* Work to complete:
Write out exactly the lines from the start of the entries through the one that contains "point(43, 151)", including both.
※
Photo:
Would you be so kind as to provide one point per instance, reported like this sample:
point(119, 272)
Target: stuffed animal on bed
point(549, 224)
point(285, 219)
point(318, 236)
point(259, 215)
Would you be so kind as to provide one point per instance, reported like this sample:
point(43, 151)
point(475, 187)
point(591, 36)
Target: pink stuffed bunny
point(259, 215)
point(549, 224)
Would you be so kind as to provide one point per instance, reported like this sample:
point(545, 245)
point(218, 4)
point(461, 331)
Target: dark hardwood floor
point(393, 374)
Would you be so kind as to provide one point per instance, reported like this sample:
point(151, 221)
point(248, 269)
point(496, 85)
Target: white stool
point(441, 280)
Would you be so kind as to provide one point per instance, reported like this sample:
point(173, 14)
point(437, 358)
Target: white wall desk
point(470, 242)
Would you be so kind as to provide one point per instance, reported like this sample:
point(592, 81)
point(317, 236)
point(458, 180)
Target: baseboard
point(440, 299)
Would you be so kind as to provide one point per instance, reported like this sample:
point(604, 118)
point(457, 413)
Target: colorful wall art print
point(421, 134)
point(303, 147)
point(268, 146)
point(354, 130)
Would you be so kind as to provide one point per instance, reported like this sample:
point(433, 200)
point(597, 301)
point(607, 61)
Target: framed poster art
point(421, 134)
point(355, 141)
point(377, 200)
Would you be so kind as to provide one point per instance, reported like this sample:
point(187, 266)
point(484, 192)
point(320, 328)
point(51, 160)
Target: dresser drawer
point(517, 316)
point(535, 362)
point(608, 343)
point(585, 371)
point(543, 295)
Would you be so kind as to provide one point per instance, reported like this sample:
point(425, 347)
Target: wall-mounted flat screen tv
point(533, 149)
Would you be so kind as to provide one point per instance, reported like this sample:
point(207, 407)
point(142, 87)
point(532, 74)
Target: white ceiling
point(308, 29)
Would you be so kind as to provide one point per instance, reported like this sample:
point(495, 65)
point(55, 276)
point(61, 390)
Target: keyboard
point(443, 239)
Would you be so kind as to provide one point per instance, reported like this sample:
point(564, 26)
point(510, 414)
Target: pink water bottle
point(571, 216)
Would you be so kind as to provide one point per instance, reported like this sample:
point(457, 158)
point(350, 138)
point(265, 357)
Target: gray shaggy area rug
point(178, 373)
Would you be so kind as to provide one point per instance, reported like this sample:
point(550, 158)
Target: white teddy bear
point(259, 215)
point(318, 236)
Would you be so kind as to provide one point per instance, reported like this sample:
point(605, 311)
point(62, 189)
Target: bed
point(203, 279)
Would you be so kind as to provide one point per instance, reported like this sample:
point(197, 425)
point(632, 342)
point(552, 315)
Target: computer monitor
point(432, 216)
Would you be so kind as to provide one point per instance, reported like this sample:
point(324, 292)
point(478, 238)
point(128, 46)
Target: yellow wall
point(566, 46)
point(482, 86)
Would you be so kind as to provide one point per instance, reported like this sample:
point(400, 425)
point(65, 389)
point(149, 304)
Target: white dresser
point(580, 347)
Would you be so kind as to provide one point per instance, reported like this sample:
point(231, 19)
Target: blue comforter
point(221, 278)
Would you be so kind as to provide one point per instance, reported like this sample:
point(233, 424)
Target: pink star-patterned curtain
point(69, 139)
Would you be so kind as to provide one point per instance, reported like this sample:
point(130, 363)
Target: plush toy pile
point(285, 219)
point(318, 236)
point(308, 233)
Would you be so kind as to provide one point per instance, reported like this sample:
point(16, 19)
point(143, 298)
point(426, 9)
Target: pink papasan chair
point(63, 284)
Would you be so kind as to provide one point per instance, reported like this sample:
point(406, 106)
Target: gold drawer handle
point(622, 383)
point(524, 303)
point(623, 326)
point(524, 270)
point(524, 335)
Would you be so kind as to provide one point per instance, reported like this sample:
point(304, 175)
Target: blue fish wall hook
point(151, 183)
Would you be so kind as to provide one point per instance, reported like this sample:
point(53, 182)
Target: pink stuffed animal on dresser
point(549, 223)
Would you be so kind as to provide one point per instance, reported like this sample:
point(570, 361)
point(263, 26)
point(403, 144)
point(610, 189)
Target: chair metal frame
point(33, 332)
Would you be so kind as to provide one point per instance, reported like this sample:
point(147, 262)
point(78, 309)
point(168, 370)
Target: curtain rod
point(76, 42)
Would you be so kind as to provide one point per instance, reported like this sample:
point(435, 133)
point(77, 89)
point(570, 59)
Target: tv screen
※
* Exercise output:
Photo:
Would you be so kind as to provide one point per instance, reported like this sample:
point(119, 272)
Target: stuffed animal on bed
point(549, 224)
point(285, 219)
point(318, 236)
point(259, 215)
Would you be so kind as to provide one point per instance, reported like this sample:
point(43, 151)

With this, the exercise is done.